Goal of the exercise →
Show each line below that contains the string "statue" by copying that line in full. Matching is case-sensitive.

Supplied data →
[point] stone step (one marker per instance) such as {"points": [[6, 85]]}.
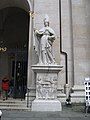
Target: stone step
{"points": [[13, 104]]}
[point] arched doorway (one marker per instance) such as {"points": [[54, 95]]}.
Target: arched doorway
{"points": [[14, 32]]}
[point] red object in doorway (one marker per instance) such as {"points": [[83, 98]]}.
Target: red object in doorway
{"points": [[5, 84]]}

--

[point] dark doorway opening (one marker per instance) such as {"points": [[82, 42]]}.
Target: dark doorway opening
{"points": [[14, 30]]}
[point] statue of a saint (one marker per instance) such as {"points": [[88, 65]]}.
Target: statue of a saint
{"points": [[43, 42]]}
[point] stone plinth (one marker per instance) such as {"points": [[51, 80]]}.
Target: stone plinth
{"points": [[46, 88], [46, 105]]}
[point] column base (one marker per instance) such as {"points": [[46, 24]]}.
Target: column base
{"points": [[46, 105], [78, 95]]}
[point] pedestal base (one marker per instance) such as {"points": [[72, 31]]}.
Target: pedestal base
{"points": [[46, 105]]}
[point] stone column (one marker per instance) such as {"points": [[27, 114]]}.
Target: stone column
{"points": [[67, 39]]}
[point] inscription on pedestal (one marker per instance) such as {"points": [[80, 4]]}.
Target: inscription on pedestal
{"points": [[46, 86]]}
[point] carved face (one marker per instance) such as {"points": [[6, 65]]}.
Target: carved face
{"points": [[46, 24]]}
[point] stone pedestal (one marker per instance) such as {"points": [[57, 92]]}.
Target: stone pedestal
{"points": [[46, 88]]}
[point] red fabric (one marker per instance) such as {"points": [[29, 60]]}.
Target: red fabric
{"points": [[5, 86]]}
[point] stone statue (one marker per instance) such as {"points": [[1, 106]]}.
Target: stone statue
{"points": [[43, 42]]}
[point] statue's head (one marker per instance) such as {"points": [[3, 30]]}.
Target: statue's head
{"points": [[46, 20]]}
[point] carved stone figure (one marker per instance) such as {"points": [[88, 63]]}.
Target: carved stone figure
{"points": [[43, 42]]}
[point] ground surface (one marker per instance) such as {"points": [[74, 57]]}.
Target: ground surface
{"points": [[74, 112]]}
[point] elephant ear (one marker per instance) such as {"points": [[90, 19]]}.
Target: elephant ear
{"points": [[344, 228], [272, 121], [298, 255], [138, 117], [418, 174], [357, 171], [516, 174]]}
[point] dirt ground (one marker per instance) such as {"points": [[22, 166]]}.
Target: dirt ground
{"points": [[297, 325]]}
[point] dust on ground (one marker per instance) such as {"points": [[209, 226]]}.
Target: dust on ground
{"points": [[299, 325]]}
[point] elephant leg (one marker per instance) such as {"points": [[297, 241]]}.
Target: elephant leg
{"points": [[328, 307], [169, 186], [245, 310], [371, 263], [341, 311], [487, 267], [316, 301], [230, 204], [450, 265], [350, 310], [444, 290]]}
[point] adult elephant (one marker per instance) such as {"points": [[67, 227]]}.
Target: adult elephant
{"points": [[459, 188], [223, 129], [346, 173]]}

==

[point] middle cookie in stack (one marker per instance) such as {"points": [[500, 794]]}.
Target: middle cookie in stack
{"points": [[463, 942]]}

Exercise output →
[point] statue of a saint (one marker per instance) such as {"points": [[88, 65]]}.
Target: statue of a saint
[point] stone statue (one marker per instance) such as {"points": [[1, 106]]}.
Target: stone statue
[point] statue's head (one marker per instance) such as {"points": [[3, 30]]}.
Target: statue's head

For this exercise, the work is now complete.